## Listed entries
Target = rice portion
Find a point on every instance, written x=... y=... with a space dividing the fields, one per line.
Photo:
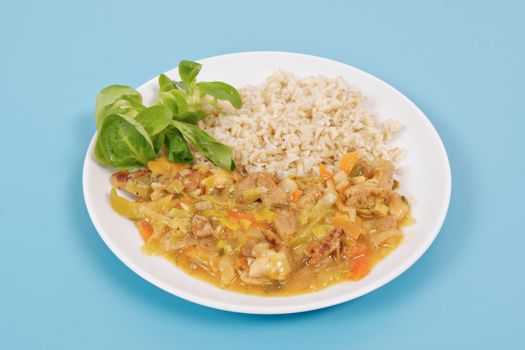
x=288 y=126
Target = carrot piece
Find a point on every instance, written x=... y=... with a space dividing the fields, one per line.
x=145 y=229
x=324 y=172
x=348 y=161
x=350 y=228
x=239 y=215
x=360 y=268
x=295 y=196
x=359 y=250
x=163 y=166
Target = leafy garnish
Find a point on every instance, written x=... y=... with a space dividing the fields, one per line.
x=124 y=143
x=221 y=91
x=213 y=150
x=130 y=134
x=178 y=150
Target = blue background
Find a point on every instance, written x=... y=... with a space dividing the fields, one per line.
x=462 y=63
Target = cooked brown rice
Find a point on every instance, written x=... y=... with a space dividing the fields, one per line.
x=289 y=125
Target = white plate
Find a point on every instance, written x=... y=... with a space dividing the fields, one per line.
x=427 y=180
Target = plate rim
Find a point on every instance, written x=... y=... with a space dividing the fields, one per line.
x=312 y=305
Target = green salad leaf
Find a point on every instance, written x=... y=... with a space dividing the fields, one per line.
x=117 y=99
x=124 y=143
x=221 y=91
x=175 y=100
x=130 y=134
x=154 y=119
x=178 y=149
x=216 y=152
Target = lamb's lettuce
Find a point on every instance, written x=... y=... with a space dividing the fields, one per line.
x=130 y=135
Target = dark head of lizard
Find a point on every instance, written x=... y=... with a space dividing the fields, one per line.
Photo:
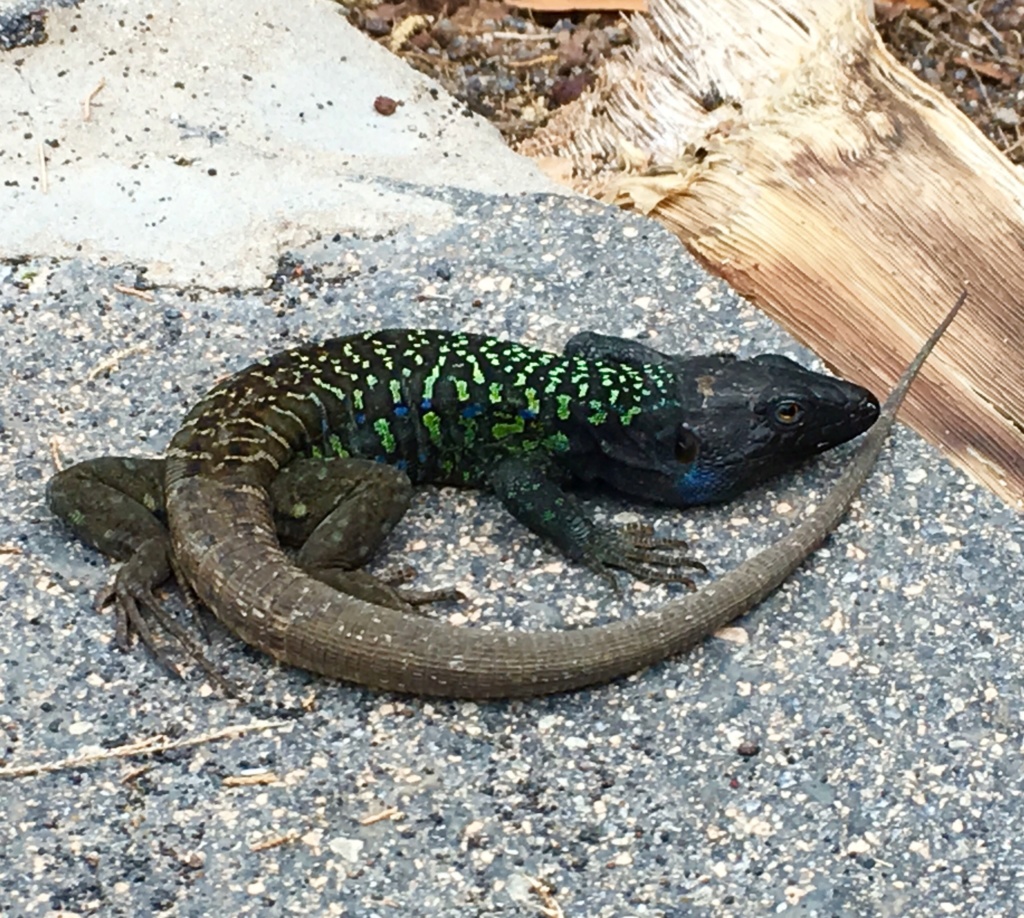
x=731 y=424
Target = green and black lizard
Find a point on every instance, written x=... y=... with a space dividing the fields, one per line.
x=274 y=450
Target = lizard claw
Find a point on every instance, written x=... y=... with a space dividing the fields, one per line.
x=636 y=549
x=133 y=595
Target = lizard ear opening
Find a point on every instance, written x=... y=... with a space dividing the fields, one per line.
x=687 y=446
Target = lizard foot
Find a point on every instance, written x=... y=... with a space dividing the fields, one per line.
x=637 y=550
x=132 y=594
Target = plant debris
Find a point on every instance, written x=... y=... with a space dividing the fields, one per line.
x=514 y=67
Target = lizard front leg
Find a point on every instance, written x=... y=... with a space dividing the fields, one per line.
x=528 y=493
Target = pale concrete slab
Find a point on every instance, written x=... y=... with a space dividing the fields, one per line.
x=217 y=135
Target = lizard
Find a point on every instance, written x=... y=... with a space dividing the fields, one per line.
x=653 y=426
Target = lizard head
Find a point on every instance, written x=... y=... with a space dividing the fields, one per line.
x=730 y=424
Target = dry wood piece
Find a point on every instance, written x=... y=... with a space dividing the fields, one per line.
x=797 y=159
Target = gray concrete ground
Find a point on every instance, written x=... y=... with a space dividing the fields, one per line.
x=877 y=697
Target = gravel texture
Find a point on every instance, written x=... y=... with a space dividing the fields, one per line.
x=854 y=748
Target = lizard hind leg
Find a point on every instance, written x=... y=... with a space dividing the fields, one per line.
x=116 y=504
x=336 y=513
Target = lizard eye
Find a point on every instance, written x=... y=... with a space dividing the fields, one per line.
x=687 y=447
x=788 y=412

## Work instructions
Please recast every line of the entries above as a JSON list of strings, one string per line, omitting blank lines and leaving the pictures out.

## Solution below
[
  "Target = rice portion",
  "Find a point on every instance, written x=... y=... with a space dividing the fields, one per line.",
  "Photo:",
  "x=288 y=126",
  "Target = carrot piece",
  "Find a point on every instance, written x=... y=... with a space dividing the fields, one per line.",
  "x=145 y=229",
  "x=324 y=172",
  "x=348 y=161",
  "x=350 y=228",
  "x=239 y=215",
  "x=360 y=268",
  "x=295 y=196",
  "x=359 y=250",
  "x=163 y=166",
  "Target = leafy garnish",
  "Find a point on every instance, written x=... y=... with a space dividing the fields, one per line.",
  "x=124 y=143",
  "x=221 y=91",
  "x=213 y=150",
  "x=130 y=134",
  "x=178 y=150",
  "Target = blue background",
  "Find a point on every instance, written x=... y=... with a space dividing the fields, one per line.",
  "x=462 y=63",
  "Target = cooked brown rice",
  "Find a point on every instance, written x=... y=... with a space dividing the fields, one per line.",
  "x=289 y=125",
  "Target = white plate",
  "Find a point on every instance, written x=... y=... with a space dividing the fields, one per line.",
  "x=427 y=180",
  "Target = plate rim",
  "Find a point on every instance, written x=... y=... with a space dividing the fields, one per line.",
  "x=312 y=305",
  "Target = green salad leaf",
  "Find a point on every instance, written x=... y=... with a space dividing the fields, one per line.",
  "x=117 y=99",
  "x=124 y=143",
  "x=221 y=91",
  "x=175 y=100",
  "x=130 y=134",
  "x=154 y=119",
  "x=178 y=149",
  "x=216 y=152",
  "Target = lamb's lettuce",
  "Find a point on every instance, written x=... y=... with a space dividing the fields, one per line.",
  "x=130 y=135",
  "Target = dark head of lizard",
  "Find a point on every instance, written x=... y=... with a space dividing the fields, one per line.",
  "Photo:",
  "x=731 y=424",
  "Target = green and black lizard",
  "Find a point on every instance, written x=... y=... with a space dividing the fields, one per line.",
  "x=274 y=450",
  "Target = lizard claw",
  "Find a point on every instance, written x=... y=... with a space dividing the fields, one per line.",
  "x=636 y=549",
  "x=133 y=595",
  "Target = lizard ear opening",
  "Find a point on every instance, written x=... y=... with a space dividing the fields, one per line.",
  "x=687 y=446",
  "Target = lizard foot",
  "Find a point on every instance, written x=... y=... with a space dividing the fields, one per line.",
  "x=637 y=550",
  "x=132 y=594",
  "Target = plant debris",
  "Find a point on every instance, written x=... y=... with a space dividing the fields, one per line.",
  "x=514 y=67",
  "Target = lizard front leg",
  "Find a point on every instance, written x=... y=... with a space dividing the fields, one per line.",
  "x=528 y=493",
  "Target = pale concrete slab",
  "Find a point on every instance, written x=... y=... with a space dividing the fields, one per line.",
  "x=217 y=135",
  "Target = lizard",
  "Find a point on every instance, written x=... y=... with a space dividing the fields, one per line.",
  "x=653 y=426",
  "Target = lizard head",
  "Find a point on every instance, written x=... y=... with a space dividing the fields, one per line.",
  "x=730 y=424",
  "Target = dry wood piece",
  "Find a point on every instance, written x=... y=... with a space dividing the fields, one per line.",
  "x=797 y=159",
  "Target = gray concrete ground",
  "Find a point on every instance, written x=... y=... with a space dividing the fields, one per line.",
  "x=877 y=697",
  "Target = gravel texture",
  "Find a point on every instance, written x=... y=... with a space dividing the fields, one per line.",
  "x=854 y=748",
  "Target = lizard hind leg",
  "Find a point on every instance, written x=... y=... with a space dividing the fields, one per line.",
  "x=116 y=504",
  "x=336 y=513",
  "Target = lizard eye",
  "Find a point on every instance, written x=... y=... with a space dividing the fields, one per line.",
  "x=687 y=447",
  "x=788 y=412"
]